Europe
Gareth Isaac, Head of Multi Sector Portfolio Management
We are positive on the outlook for the European bond market in 2024 and expect strong returns, given our outlook for interest rates.
The European economy has been steadily deteriorating over the past 12 months as financial conditions have tightened. While rates have peaked, further tightening will likely be delivered to the economy over the coming months, placing additional downward pressure on growth and inflation.
The ECB has cited the strength of the labour market as a key concern for the inflation outlook, but our analysis indicates that we will see labour markets soften in 2024, providing the ECB with the cover to begin cutting rates sharply as inflation falls back to target.
US
James Ong, Senior Portfolio Manager
We expect US Treasuries to deliver positive excess returns over cash in 2024. Risk premia in the US Treasury market are elevated, reflecting a stronger level of growth than we anticipate for the US economy.
As the economy transitions from an above-trend rate of growth to a slower pace, the US Federal Reserve (Fed) should begin cutting interest rates in the middle of 2024. We expect the yield curve to steepen as the market adjusts to slower growth and the likelihood of federal funds rate reductions.
With real yields historically high, US Treasury Inflation-Protected Securities offer substantial value, in our view.
UK
Michael Siviter, Senior Portfolio Manager
Recent inflation and labour market data have validated the BoE’s decision to pause the rate hiking cycle at 5.25%. Should the current trend towards disinflationary and labour market loosening persist into 2024, it is very likely that the peak of the rate hiking cycle is behind us, shifting the market’s focus to when the BoE might cut rates.

(What this exercise asks):
(1) In the bond market outlook, when should the US Federal Reserve begin cutting interest rates?
(2) Extract the portion of the bond market outlook starting with "As the economy" and going on through "in our view.".
(3) Extend the 2024 bond market outlook, continuing on from its final sentence.

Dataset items
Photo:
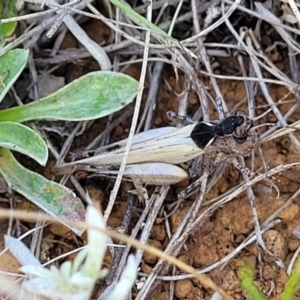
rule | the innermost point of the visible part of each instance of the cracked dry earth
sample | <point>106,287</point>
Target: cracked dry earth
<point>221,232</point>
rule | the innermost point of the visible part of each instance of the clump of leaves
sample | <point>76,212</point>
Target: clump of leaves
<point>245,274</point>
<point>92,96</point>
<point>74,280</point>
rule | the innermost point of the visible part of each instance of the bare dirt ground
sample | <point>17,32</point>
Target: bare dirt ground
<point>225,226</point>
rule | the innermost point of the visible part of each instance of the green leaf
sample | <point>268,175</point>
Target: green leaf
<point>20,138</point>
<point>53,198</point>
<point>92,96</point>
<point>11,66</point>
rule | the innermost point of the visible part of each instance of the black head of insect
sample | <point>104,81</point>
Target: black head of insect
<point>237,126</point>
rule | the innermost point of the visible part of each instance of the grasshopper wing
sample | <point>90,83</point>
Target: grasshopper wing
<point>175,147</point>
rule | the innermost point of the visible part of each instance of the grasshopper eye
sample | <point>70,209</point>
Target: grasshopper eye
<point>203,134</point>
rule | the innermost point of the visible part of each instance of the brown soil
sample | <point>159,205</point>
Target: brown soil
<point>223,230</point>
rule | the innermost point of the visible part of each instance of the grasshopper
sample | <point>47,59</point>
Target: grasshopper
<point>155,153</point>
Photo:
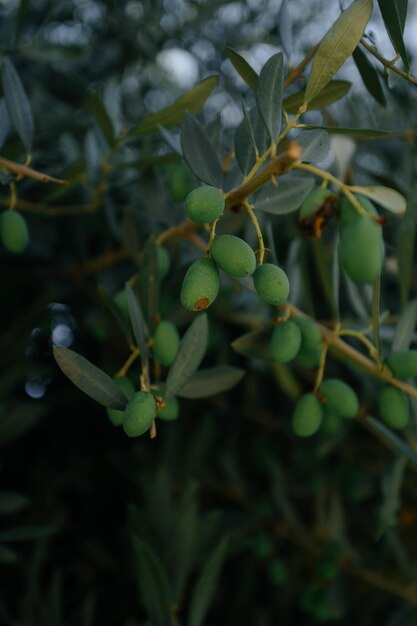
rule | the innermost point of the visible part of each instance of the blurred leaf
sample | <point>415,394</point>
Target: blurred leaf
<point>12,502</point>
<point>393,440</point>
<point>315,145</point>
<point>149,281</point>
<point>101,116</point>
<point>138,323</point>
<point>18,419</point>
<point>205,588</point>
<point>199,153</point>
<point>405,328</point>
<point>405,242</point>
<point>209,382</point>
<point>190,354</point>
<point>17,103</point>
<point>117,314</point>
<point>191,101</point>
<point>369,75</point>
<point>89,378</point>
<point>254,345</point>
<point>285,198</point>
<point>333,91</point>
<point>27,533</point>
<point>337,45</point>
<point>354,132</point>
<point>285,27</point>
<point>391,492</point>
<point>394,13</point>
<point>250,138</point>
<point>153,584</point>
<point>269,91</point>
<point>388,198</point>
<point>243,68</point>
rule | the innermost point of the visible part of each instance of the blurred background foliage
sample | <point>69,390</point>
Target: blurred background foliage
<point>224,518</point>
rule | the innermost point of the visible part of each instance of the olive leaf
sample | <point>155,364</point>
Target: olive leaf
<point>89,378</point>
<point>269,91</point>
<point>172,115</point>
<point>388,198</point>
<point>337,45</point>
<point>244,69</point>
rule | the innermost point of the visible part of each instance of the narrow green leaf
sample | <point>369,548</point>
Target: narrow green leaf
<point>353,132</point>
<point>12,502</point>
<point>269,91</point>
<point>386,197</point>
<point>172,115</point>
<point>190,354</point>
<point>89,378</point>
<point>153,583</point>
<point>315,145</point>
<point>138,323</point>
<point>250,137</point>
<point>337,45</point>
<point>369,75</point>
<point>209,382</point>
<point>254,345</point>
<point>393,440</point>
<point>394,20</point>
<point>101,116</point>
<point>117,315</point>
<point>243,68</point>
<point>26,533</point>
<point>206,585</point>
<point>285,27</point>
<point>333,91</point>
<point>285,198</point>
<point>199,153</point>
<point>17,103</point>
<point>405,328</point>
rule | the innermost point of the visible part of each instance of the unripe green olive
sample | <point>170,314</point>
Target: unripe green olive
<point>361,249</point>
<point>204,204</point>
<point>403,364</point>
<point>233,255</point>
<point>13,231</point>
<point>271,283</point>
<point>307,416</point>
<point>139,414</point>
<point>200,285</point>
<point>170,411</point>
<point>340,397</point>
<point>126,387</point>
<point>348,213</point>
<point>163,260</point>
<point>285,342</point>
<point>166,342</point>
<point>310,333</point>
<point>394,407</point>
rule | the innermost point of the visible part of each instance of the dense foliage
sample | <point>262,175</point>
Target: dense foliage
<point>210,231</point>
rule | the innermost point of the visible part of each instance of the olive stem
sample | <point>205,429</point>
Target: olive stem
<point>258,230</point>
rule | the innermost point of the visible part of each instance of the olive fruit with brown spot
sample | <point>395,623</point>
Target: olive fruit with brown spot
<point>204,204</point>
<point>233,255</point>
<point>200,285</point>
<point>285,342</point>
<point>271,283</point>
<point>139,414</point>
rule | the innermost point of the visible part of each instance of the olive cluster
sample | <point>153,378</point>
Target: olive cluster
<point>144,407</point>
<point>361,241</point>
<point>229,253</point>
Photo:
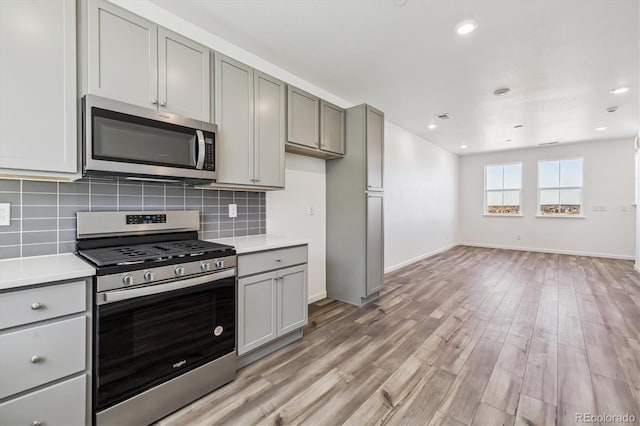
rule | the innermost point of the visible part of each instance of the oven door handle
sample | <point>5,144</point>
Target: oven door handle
...
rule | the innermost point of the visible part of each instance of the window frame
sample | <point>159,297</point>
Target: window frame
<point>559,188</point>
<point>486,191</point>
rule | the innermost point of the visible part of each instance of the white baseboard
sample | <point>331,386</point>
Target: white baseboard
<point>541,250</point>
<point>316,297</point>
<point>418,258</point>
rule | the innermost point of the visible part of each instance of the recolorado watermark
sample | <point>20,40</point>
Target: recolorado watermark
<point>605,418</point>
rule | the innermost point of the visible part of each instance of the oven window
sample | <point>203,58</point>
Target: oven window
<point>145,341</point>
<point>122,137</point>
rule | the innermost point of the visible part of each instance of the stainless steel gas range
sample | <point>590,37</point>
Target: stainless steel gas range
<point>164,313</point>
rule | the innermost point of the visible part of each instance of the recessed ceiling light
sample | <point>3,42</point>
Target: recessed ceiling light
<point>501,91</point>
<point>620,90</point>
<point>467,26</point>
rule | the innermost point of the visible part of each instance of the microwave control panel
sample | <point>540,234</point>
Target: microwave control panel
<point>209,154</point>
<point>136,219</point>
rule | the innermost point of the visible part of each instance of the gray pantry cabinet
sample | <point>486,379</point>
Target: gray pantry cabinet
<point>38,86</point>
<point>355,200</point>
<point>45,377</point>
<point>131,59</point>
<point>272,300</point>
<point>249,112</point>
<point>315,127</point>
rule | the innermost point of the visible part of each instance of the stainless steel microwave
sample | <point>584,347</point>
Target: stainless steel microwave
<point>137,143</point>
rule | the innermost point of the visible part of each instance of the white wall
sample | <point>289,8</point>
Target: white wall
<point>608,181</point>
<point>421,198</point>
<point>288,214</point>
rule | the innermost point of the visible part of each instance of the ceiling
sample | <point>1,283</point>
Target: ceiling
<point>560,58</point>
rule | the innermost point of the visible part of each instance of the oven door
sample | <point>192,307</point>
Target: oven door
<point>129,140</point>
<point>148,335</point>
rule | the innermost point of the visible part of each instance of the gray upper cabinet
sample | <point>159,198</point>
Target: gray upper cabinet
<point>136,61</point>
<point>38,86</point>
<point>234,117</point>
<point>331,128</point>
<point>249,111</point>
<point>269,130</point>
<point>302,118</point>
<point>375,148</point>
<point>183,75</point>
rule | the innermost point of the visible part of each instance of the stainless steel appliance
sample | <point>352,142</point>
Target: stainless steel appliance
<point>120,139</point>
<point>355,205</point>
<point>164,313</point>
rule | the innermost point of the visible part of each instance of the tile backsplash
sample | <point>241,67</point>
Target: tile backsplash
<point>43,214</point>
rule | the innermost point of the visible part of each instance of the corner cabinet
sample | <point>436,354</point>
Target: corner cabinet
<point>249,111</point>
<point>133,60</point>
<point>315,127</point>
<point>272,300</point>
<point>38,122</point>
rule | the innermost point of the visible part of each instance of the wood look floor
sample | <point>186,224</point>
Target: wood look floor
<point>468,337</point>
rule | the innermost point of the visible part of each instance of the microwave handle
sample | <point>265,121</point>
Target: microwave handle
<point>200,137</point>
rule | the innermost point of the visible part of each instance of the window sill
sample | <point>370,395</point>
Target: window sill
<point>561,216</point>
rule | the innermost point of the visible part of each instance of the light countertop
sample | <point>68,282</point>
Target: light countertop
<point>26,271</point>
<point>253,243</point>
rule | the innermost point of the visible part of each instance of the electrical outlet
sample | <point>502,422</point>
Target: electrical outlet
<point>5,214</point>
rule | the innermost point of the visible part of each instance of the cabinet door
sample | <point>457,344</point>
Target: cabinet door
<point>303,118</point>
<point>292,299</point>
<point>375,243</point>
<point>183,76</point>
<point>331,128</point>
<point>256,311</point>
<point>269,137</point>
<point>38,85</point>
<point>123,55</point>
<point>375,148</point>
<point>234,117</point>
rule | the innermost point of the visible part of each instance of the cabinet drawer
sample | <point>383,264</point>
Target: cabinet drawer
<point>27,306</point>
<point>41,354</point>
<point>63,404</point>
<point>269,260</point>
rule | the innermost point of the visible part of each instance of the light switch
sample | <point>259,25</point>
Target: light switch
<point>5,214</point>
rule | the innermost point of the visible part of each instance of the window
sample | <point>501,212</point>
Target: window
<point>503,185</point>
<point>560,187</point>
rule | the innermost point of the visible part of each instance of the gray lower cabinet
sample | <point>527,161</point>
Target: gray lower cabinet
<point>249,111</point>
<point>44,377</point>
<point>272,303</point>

(Set of answers):
(1) In the middle of 2024.

(2)
As the economy transitions from an above-trend rate of growth to a slower pace, the US Federal Reserve (Fed) should begin cutting interest rates in the middle of 2024. We expect the yield curve to steepen as the market adjusts to slower growth and the likelihood of federal funds rate reductions.
With real yields historically high, US Treasury Inflation-Protected Securities offer substantial value, in our view.

(3)
The BoE’s Chief Economist, Huw Pill, has recently characterised its interest rate strategy as akin to Table Mountain, implying a long period of unchanged rates, followed by a rapid normalisation. However, in an apparent contradiction, Pill himself has said market pricing for cuts in the middle of 2024 was reasonable.
Similarly, Governor Andrew Bailey did not push back strongly against market pricing for cuts in the second half of 2024 at the November BoE press conference. As such, it seems reasonable for the market to price cuts in the second half of the 2024.
The extent of cuts is harder to determine. This will hang on developments in the labour market on both the supply and demand side. Should unemployment jump higher than the 0.5% increase to 4.7% by the fourth quarter of 2024, incorporated in BoE forecasts, faster and earlier cuts are possible.
In addition, a better outlook for labour supply and goods supply could lead to a lower trajectory for wages and underlying inflation, allowing cuts at a lower level of unemployment. However, given the uncertainty in the data, it will take some time for the BoE to reach such a conclusion, particularly ahead of annual wage negotiations in the spring.
In addition, global factors will have a strong bearing on the timing and extent of cuts, with the BoE unlikely to diverge significantly from the Fed and ECB. The cutting cycle is unlikely to be as significant as prior cycles, due to a lack of private sector leverage, possible fiscal stimulus into the 2024 general election, and higher global rates.
In addition, there will continue to be upward pressure on term premia due to the large scale of bond supply and ongoing uncertainty about the ultimate path of inflation. As a result, long-term rates could trade lower going forward, but they will probably settle at a higher level than seen in the pre-COVID cycle.